Le procédé de RPFE est le suivant : l’artiste achète des propriétés qui n’ont qu’une très faible valeur d’usage, et ce faisant, se constitue un porte-folio foncier qui ne pourra jamais constituer la base d’une rente foncière (fake estates).

On peut identifier trois temps dans la trajectoire de l’œuvre,  qui mobilisent différents dispositifs :

  1. La découverte et l’achat des fake estates
  2. La redécouverte de l’oeuvre et sa commodification
  3. Ses filiations contemporaines

La découverte de l’œuvre et l’achat des fake estates

Au début de la décennie 1970, Matta-Clarck découvre que la ville de NY met régulièrement aux enchères des espaces inutilisables (gutterspace), morceaux de terrain sans propriétaire ou retournés à la ville suite à un défaut de paiement d’impôts locaux. Ces morceaux de ville sont le résultat d’erreurs d’arpentage, d’anomalies dans la délimitation des zonages, ou laissés à l’abandon suite à des travaux publics. L’artiste achète ainsi 15 lots dans le Queens et sur Staten Island et se constitue un porte folio de terrains aux formes pour le moins incongrues.

> _Consigne a_:
Résumez en deux phrases le texte consacré aux fake estates.
Le texte et les enregistrements n'ont aucun rapport entre eux.

> _Enregistrements_:
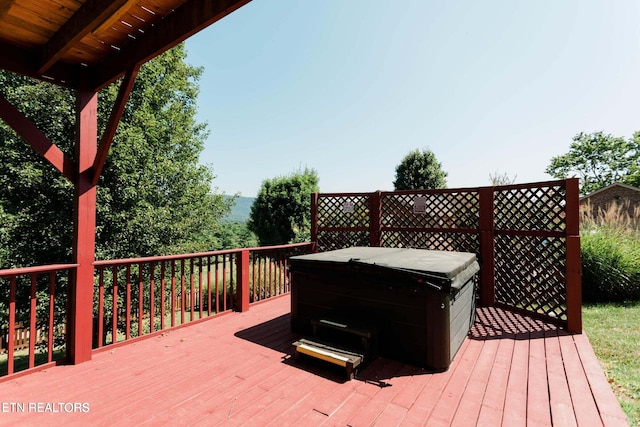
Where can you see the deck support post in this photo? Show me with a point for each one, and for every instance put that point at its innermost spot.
(573, 273)
(375, 224)
(487, 247)
(243, 280)
(314, 222)
(80, 310)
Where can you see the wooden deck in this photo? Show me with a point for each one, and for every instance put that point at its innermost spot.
(237, 369)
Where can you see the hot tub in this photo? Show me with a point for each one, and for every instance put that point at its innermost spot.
(422, 302)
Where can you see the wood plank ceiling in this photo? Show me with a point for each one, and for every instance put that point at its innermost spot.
(90, 43)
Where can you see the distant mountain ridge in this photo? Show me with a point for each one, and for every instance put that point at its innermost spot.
(241, 210)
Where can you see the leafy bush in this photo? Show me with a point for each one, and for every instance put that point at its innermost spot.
(610, 256)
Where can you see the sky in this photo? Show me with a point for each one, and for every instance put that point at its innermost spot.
(350, 87)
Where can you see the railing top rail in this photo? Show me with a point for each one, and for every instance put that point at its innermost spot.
(194, 255)
(37, 269)
(557, 183)
(432, 191)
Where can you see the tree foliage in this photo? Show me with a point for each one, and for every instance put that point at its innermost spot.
(153, 196)
(599, 160)
(498, 179)
(235, 234)
(420, 170)
(282, 211)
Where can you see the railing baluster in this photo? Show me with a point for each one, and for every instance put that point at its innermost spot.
(12, 323)
(99, 322)
(182, 288)
(114, 308)
(224, 282)
(200, 286)
(217, 289)
(152, 297)
(140, 299)
(128, 305)
(51, 323)
(209, 285)
(162, 294)
(192, 289)
(173, 293)
(33, 332)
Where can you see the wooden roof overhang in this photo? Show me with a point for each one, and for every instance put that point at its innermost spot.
(90, 43)
(85, 45)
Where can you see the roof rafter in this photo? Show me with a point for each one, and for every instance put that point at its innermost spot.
(86, 19)
(191, 17)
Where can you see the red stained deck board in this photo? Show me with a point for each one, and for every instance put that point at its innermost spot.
(493, 402)
(471, 401)
(538, 404)
(581, 397)
(447, 405)
(237, 369)
(608, 407)
(560, 398)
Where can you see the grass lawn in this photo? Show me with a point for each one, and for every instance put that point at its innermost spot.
(614, 332)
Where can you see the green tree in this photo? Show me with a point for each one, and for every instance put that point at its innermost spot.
(235, 234)
(282, 211)
(498, 179)
(420, 170)
(599, 160)
(153, 197)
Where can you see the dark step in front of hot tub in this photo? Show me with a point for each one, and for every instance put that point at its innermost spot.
(328, 352)
(341, 341)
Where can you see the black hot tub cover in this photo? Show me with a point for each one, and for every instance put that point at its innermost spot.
(435, 268)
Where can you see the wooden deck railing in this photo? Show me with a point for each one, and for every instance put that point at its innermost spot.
(35, 297)
(136, 297)
(133, 298)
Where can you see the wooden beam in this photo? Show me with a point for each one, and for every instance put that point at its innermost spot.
(91, 15)
(191, 17)
(25, 62)
(80, 309)
(36, 139)
(5, 6)
(116, 113)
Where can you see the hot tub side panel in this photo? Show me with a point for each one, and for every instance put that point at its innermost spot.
(413, 320)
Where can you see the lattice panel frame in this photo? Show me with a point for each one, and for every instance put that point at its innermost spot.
(530, 274)
(463, 242)
(349, 210)
(331, 240)
(530, 208)
(441, 210)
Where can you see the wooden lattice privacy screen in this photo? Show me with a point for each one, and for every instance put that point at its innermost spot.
(526, 237)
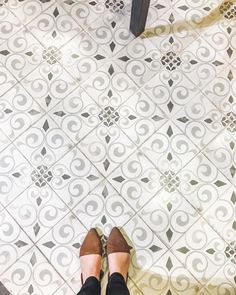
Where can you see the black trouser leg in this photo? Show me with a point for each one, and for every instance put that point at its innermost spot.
(91, 286)
(116, 285)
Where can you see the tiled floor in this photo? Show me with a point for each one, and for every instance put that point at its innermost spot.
(98, 128)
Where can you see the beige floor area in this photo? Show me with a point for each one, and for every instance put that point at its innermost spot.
(101, 129)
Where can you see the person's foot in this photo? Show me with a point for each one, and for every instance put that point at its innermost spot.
(118, 253)
(91, 255)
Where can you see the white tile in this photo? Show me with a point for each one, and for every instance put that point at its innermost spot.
(222, 215)
(15, 174)
(136, 179)
(165, 276)
(140, 59)
(169, 216)
(9, 24)
(103, 208)
(54, 27)
(37, 209)
(4, 141)
(62, 243)
(110, 86)
(107, 146)
(119, 131)
(19, 111)
(201, 251)
(200, 120)
(169, 148)
(13, 242)
(76, 115)
(21, 54)
(32, 273)
(44, 143)
(146, 247)
(29, 9)
(49, 83)
(200, 182)
(73, 177)
(82, 56)
(139, 117)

> _Consigne b_:
Sélectionnez et recopiez chaque ligne des enregistrements qui contient la chaîne « deck ».

> _Corrigé a_:
Le procédé consiste pour l'artiste à acheter des propriétés de très faible valeur d'usage, constituant ainsi un porte-folio foncier qui ne pourra jamais servir de base à une rente foncière. Au début de la décennie 1970, l'artiste découvre que la ville de NY met régulièrement aux enchères des espaces inutilisables et achète 15 lots dans le Queens et sur Staten Island.

> _Corrigé b_:
Where can you see the deck support post in this photo? Show me with a point for each one, and for every instance put that point at its innermost spot.
Where can you see the wooden deck in this photo? Show me with a point for each one, and for every instance put that point at its innermost spot.
Where can you see the red stained deck board in this photo? Show me with a point for each one, and for every instance put that point at its innermost spot.
Where can you see the wooden deck railing in this photo? Show me with a point for each one, and for every instance put that point at its innermost spot.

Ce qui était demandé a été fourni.